> _Work task_
Search the data for lines holding the word "below". State how many there are, and nothing else.
Records for the exercise START
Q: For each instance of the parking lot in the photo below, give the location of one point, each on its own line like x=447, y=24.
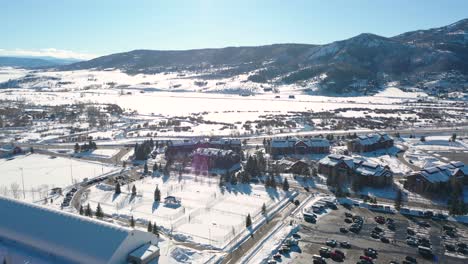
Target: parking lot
x=394, y=247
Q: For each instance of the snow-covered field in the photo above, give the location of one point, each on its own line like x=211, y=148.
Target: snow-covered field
x=208, y=214
x=43, y=172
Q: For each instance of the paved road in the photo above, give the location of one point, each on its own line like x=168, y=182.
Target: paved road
x=262, y=232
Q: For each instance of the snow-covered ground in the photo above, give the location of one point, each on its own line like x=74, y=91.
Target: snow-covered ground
x=42, y=172
x=395, y=92
x=208, y=214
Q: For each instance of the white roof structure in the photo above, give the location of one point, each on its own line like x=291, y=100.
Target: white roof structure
x=68, y=237
x=333, y=160
x=213, y=152
x=225, y=141
x=362, y=167
x=371, y=139
x=443, y=173
x=289, y=143
x=372, y=169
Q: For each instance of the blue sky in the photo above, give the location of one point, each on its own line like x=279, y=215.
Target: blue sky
x=89, y=28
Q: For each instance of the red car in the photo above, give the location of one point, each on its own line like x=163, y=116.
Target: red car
x=380, y=219
x=339, y=252
x=335, y=256
x=366, y=258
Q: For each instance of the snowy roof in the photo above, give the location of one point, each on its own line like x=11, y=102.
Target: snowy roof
x=213, y=152
x=442, y=173
x=145, y=252
x=333, y=160
x=370, y=139
x=372, y=169
x=71, y=237
x=282, y=143
x=226, y=141
x=289, y=143
x=184, y=142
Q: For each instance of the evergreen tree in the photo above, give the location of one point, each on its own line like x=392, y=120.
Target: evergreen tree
x=454, y=137
x=285, y=185
x=157, y=195
x=248, y=221
x=99, y=213
x=155, y=229
x=264, y=209
x=117, y=188
x=272, y=181
x=150, y=227
x=399, y=200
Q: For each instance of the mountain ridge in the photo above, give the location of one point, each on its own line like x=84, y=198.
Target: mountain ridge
x=368, y=59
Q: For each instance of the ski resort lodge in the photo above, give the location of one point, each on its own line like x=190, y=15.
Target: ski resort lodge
x=297, y=146
x=186, y=147
x=206, y=159
x=370, y=142
x=342, y=168
x=68, y=238
x=438, y=178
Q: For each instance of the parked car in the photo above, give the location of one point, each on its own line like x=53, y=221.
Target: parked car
x=331, y=243
x=318, y=259
x=450, y=247
x=367, y=258
x=411, y=259
x=412, y=242
x=379, y=219
x=336, y=257
x=324, y=252
x=378, y=229
x=345, y=244
x=336, y=251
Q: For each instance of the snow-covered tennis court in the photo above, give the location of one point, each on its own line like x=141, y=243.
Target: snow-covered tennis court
x=42, y=172
x=207, y=215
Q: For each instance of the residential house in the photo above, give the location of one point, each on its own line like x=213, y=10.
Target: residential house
x=370, y=142
x=340, y=169
x=206, y=159
x=437, y=178
x=9, y=150
x=187, y=146
x=293, y=166
x=298, y=146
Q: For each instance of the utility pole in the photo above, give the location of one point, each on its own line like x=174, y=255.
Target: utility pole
x=22, y=179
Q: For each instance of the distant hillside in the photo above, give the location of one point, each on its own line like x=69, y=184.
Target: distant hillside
x=359, y=64
x=36, y=62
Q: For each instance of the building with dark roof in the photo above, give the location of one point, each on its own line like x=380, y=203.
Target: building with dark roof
x=207, y=159
x=437, y=178
x=340, y=169
x=298, y=146
x=370, y=142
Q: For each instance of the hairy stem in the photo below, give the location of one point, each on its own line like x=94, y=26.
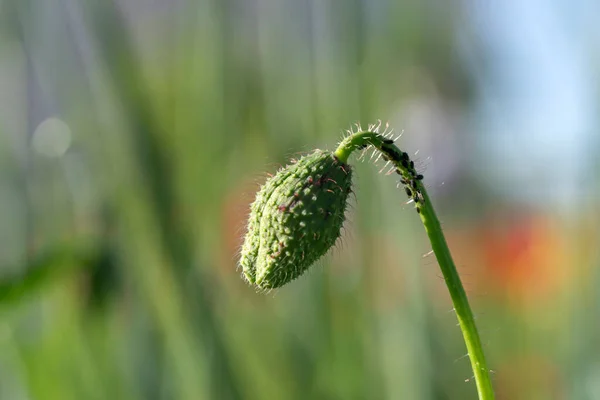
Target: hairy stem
x=415, y=189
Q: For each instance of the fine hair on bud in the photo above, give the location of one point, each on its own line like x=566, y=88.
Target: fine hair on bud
x=295, y=219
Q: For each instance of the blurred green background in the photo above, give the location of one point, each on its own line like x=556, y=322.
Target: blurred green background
x=134, y=134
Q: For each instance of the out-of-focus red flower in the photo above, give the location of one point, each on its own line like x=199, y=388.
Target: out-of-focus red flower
x=524, y=254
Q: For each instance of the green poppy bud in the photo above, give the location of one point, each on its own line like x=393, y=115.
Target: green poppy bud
x=296, y=218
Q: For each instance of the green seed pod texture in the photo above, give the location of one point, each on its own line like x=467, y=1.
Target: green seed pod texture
x=295, y=219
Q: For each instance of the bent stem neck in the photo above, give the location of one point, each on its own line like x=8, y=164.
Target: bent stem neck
x=415, y=189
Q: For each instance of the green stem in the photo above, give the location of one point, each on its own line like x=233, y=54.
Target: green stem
x=414, y=185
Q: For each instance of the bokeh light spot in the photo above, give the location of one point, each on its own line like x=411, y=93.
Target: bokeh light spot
x=52, y=137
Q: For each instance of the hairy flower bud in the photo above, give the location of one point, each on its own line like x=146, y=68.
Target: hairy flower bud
x=296, y=218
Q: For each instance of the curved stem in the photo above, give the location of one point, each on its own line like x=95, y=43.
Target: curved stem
x=416, y=190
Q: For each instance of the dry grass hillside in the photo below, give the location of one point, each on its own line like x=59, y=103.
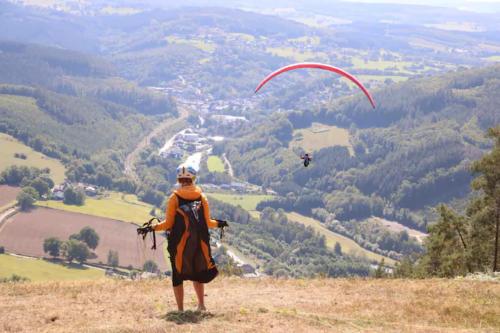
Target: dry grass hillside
x=260, y=305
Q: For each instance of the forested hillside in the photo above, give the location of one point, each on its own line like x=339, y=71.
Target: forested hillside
x=73, y=107
x=410, y=153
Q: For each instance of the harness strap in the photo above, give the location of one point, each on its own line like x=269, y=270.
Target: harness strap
x=149, y=224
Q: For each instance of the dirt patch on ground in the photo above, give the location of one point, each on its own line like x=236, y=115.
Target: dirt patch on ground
x=8, y=194
x=24, y=233
x=254, y=305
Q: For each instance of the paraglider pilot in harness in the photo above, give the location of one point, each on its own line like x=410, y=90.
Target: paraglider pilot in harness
x=187, y=222
x=307, y=159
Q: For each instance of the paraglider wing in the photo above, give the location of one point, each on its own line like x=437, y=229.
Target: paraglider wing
x=319, y=66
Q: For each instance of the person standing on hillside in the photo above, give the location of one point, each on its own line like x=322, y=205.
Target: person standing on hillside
x=187, y=221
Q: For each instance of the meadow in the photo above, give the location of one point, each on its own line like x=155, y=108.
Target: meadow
x=215, y=164
x=248, y=202
x=296, y=54
x=43, y=270
x=320, y=136
x=112, y=205
x=9, y=146
x=348, y=245
x=198, y=43
x=25, y=232
x=254, y=305
x=8, y=196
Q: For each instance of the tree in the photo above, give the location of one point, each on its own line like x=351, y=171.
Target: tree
x=52, y=246
x=489, y=183
x=446, y=253
x=338, y=248
x=113, y=259
x=26, y=198
x=76, y=250
x=89, y=236
x=40, y=185
x=74, y=196
x=150, y=266
x=380, y=271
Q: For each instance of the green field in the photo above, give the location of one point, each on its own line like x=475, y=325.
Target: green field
x=295, y=54
x=9, y=146
x=246, y=201
x=243, y=36
x=215, y=164
x=42, y=270
x=400, y=66
x=320, y=136
x=382, y=78
x=198, y=43
x=306, y=40
x=113, y=205
x=348, y=245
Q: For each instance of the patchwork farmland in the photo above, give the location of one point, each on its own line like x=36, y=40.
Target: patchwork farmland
x=24, y=234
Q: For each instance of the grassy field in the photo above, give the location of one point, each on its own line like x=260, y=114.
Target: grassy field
x=348, y=245
x=198, y=43
x=242, y=36
x=215, y=164
x=296, y=55
x=400, y=66
x=382, y=78
x=42, y=270
x=113, y=205
x=248, y=202
x=9, y=146
x=25, y=232
x=8, y=196
x=320, y=136
x=254, y=305
x=315, y=40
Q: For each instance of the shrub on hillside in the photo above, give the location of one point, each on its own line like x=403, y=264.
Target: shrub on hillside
x=52, y=246
x=113, y=259
x=76, y=250
x=26, y=198
x=74, y=196
x=21, y=156
x=87, y=235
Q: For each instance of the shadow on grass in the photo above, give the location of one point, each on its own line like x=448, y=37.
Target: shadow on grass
x=187, y=317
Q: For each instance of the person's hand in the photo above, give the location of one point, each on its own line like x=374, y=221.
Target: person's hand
x=222, y=223
x=144, y=230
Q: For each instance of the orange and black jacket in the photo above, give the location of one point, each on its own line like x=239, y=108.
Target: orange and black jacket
x=189, y=245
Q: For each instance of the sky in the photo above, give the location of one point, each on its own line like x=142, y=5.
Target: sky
x=475, y=5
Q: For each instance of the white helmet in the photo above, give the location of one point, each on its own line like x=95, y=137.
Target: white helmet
x=185, y=171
Records for the exercise END
> _Solution to the exercise_
3